## Passage given
____________

Restructuring Dataframe in Python

Restructuring Dataframe in Python - python

I have gathered data from the penultimate worksheet in this Excel file along with all the data in the last Worksheet from "Maturity Years" of 5.5 onward. I have code that does this. However, I am now looking to restructure the dataframe such that it has the following columns and am struggling to do this:
My code is below.
import urllib2
import pandas as pd
import os
import xlrd
url = 'http://www.bankofengland.co.uk/statistics/Documents/yieldcurve/uknom05_mdaily.xls'
socket = urllib2.urlopen(url)
xd = pd.ExcelFile(socket)
#Had to do this based on actual sheet_names rather than index as there are some extra sheet names in xd.sheet_names
df1 = xd.parse('4. spot curve', header=None)

____________

## The tasks
• 1. List every module that the code in the Python dataframe post imports.
• 2. Please rewrite the data rows between the line holding "Field report states that the pink" and the line holding "172, 560, 325]]", inclusive. Keep every line in full and add 96 to each bounding-box coordinate in the answers.

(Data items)
____________

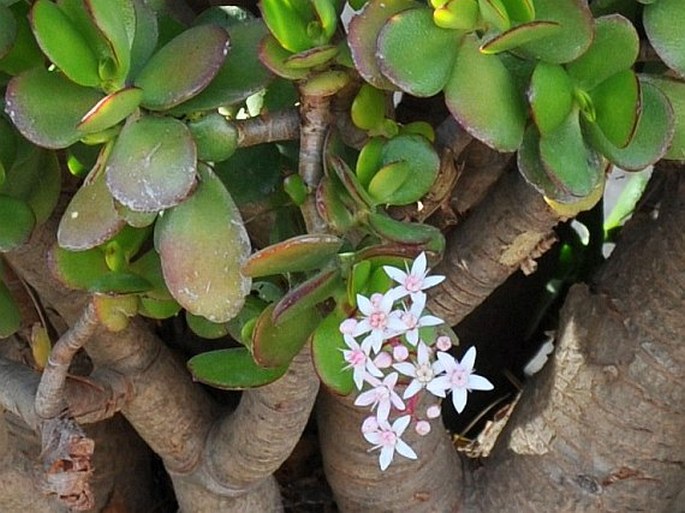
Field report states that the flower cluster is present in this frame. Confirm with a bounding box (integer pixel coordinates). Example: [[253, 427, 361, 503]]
[[340, 253, 493, 470]]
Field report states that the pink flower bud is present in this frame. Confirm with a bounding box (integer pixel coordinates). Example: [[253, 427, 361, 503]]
[[426, 404, 440, 419], [339, 317, 357, 335], [362, 417, 378, 433], [373, 351, 392, 369], [414, 420, 430, 436], [435, 335, 452, 351], [392, 344, 409, 362]]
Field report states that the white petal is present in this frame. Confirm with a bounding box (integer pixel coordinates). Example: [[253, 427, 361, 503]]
[[466, 374, 495, 390], [395, 440, 418, 460], [452, 388, 466, 413], [459, 346, 476, 372], [378, 446, 395, 470]]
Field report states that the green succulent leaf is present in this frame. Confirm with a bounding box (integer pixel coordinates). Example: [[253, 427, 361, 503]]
[[76, 87, 143, 133], [134, 25, 230, 110], [0, 194, 36, 252], [641, 75, 685, 160], [188, 347, 287, 390], [252, 304, 321, 368], [589, 70, 641, 148], [57, 166, 126, 251], [445, 35, 526, 152], [155, 166, 251, 322], [528, 62, 574, 134], [31, 0, 100, 87], [5, 68, 102, 148], [347, 0, 420, 89], [312, 308, 354, 395], [0, 280, 21, 339], [540, 108, 606, 198], [643, 0, 685, 76], [587, 82, 674, 171], [377, 8, 462, 96], [517, 0, 594, 64], [243, 233, 343, 278], [105, 116, 197, 212], [173, 20, 272, 114], [566, 14, 640, 91], [480, 21, 561, 53]]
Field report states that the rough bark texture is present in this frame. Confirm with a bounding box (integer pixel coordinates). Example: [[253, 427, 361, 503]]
[[471, 169, 685, 513], [317, 393, 462, 513], [428, 172, 560, 325]]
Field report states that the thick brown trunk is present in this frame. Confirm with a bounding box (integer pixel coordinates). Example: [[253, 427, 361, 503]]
[[471, 169, 685, 513]]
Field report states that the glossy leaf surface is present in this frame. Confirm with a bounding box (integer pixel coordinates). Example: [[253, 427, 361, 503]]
[[445, 35, 526, 151], [188, 347, 287, 390], [105, 116, 197, 212]]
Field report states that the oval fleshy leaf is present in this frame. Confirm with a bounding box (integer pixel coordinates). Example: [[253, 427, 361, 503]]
[[105, 116, 196, 212], [188, 347, 288, 390], [587, 83, 674, 171], [30, 0, 100, 87], [640, 75, 685, 160], [5, 68, 103, 148], [0, 194, 36, 252], [517, 0, 594, 64], [243, 233, 343, 278], [57, 168, 126, 251], [642, 0, 685, 76], [0, 280, 21, 339], [590, 70, 641, 148], [445, 35, 526, 152], [528, 62, 574, 134], [540, 108, 606, 198], [566, 14, 640, 91], [77, 87, 143, 133], [347, 0, 420, 89], [155, 166, 251, 322], [376, 8, 462, 96], [312, 308, 354, 395], [480, 21, 561, 53], [174, 20, 273, 113], [135, 25, 230, 110], [252, 304, 321, 368]]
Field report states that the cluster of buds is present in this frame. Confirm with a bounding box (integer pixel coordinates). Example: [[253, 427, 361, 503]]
[[340, 253, 493, 470]]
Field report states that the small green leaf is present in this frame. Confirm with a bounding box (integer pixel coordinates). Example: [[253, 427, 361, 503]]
[[243, 233, 343, 278], [640, 75, 685, 160], [528, 62, 574, 134], [134, 25, 230, 110], [5, 68, 102, 148], [0, 280, 21, 339], [312, 308, 354, 395], [76, 87, 143, 133], [188, 347, 287, 390], [0, 194, 36, 252], [57, 166, 125, 251], [378, 8, 461, 96], [540, 108, 606, 198], [517, 0, 594, 64], [105, 116, 197, 212], [566, 14, 640, 91], [252, 304, 321, 368], [589, 69, 641, 148], [643, 0, 685, 76], [445, 35, 526, 152], [347, 0, 420, 89], [480, 21, 561, 53], [587, 82, 674, 171], [31, 0, 100, 86], [155, 166, 251, 322]]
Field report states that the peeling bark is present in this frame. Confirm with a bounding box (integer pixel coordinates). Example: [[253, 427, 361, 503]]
[[472, 169, 685, 513]]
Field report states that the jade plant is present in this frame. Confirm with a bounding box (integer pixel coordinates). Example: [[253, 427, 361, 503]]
[[0, 0, 685, 511]]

____________

## Exercise responses
• 1. urllib2, pandas, os, xlrd

• 2.
Field report states that the pink flower bud is present in this frame. Confirm with a bounding box (integer pixel coordinates). Example: [[253, 427, 361, 503]]
[[522, 500, 536, 515], [435, 413, 453, 431], [458, 513, 474, 529], [469, 447, 488, 465], [510, 516, 526, 532], [531, 431, 548, 447], [488, 440, 505, 458]]
Field report states that the white petal is present in this frame. Confirm with a bounding box (integer pixel coordinates). Example: [[253, 427, 361, 503]]
[[562, 470, 591, 486], [491, 536, 514, 556], [548, 484, 562, 509], [555, 442, 572, 468], [474, 542, 491, 566]]
Field report states that the green succulent leaf is present in this frame. Confirm with a bounding box (integer pixel coordinates). Example: [[253, 427, 361, 503]]
[[172, 183, 239, 229], [230, 121, 326, 206], [96, 290, 132, 348], [737, 171, 781, 256], [284, 443, 383, 486], [348, 400, 417, 464], [685, 166, 737, 244], [153, 262, 222, 347], [541, 131, 622, 248], [251, 262, 347, 418], [624, 158, 670, 230], [127, 96, 196, 183], [101, 164, 198, 244], [443, 96, 516, 185], [408, 404, 450, 491], [96, 376, 117, 435], [636, 204, 702, 294], [739, 96, 781, 172], [683, 178, 770, 267], [473, 104, 558, 192], [613, 96, 690, 160], [339, 329, 439, 374], [201, 212, 293, 308], [269, 116, 368, 210], [662, 110, 736, 187], [576, 117, 657, 149]]
Field report states that the rough bark texture is present in this frame. Confirm with a bounding box (integer pixel coordinates). Example: [[253, 427, 361, 503]]
[[567, 265, 781, 609], [413, 489, 558, 609], [524, 268, 656, 421]]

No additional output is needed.